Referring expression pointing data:
========================
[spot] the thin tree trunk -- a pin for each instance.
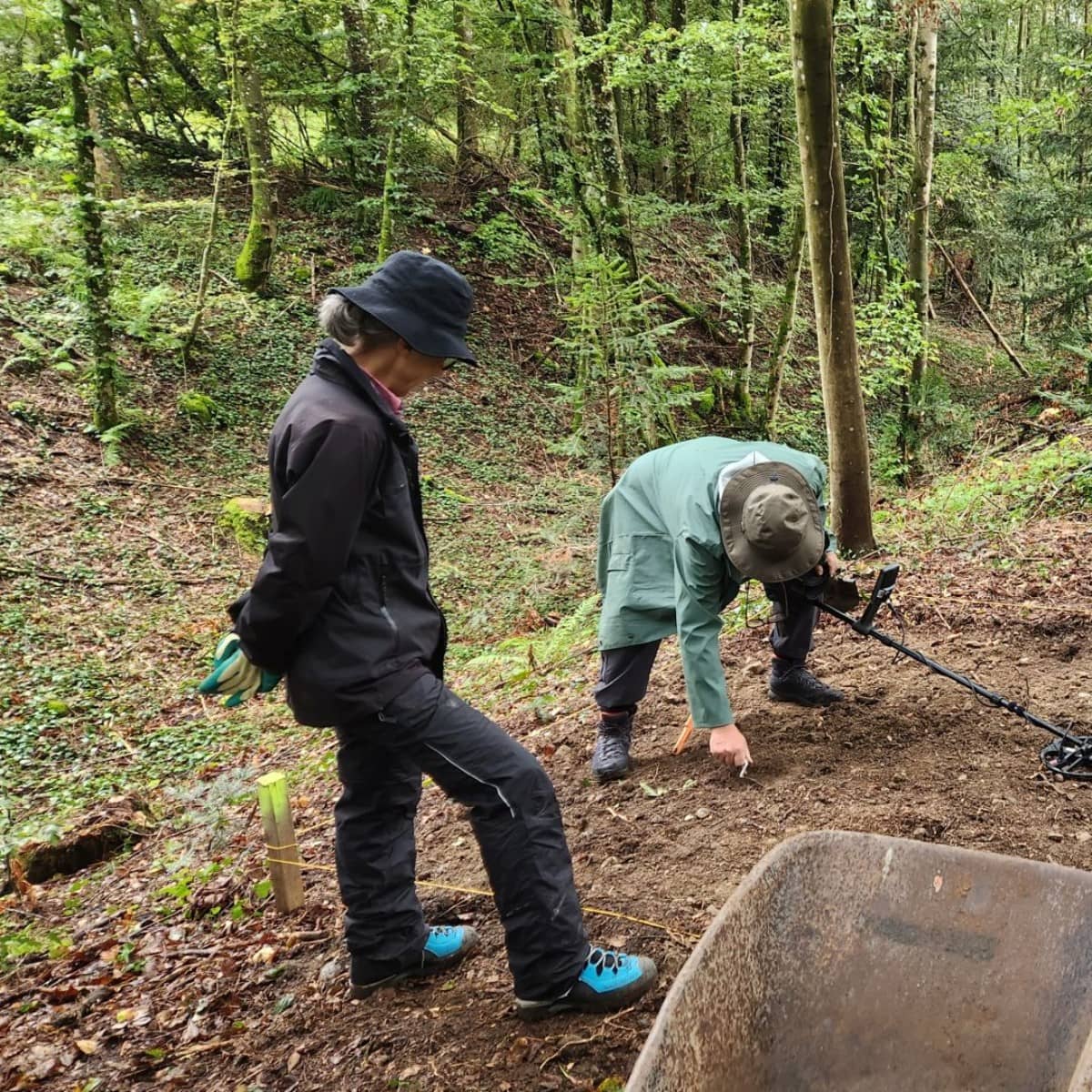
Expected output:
(982, 311)
(925, 96)
(156, 32)
(104, 369)
(680, 119)
(603, 124)
(465, 120)
(392, 167)
(205, 274)
(742, 394)
(255, 263)
(360, 69)
(781, 344)
(829, 246)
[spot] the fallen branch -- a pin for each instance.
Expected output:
(986, 318)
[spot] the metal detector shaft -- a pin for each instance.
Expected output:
(864, 625)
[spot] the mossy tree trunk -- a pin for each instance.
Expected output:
(467, 130)
(742, 396)
(924, 76)
(397, 123)
(782, 342)
(831, 274)
(104, 369)
(255, 263)
(602, 121)
(359, 61)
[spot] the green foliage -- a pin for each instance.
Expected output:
(992, 497)
(502, 239)
(20, 940)
(622, 391)
(200, 409)
(247, 520)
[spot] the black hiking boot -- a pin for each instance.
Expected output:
(611, 757)
(801, 687)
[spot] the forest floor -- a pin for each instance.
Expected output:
(167, 966)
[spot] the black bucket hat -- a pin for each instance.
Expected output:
(424, 300)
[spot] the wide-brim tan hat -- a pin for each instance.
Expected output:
(770, 523)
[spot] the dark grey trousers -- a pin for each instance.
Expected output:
(623, 672)
(512, 811)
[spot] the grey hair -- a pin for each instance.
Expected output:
(352, 327)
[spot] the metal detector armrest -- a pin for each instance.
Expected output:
(885, 585)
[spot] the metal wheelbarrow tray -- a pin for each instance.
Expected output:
(863, 964)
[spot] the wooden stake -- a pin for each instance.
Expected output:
(281, 842)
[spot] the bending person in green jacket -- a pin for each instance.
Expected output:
(685, 527)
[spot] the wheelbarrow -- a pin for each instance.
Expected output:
(863, 964)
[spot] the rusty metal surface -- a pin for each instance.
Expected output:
(863, 964)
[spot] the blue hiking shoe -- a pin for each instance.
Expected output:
(446, 945)
(610, 981)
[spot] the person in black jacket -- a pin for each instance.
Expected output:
(342, 607)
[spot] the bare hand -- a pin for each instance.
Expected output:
(729, 745)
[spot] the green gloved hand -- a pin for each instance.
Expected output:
(235, 675)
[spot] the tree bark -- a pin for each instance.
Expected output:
(982, 311)
(829, 245)
(743, 225)
(782, 342)
(393, 164)
(104, 369)
(465, 120)
(156, 32)
(925, 96)
(359, 66)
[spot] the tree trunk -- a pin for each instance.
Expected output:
(465, 120)
(742, 394)
(255, 263)
(359, 61)
(104, 370)
(156, 32)
(654, 119)
(603, 124)
(397, 124)
(781, 344)
(925, 96)
(680, 121)
(829, 245)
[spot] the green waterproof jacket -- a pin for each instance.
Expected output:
(662, 568)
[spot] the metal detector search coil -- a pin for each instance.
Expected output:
(1067, 754)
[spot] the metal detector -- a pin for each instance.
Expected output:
(1067, 753)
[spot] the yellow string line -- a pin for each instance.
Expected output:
(671, 931)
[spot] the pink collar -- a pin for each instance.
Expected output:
(392, 399)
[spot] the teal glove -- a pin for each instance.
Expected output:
(235, 675)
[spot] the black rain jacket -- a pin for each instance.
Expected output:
(341, 603)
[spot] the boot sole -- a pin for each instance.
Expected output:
(804, 703)
(607, 1003)
(359, 993)
(605, 778)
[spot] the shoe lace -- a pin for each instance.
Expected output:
========================
# Directions
Return every line from the entries above that includes the word "wheelbarrow".

# Finished task
[spot] the metal wheelbarrow tray -- a pin for each instance.
[spot] the wheelbarrow -- a pin for each instance.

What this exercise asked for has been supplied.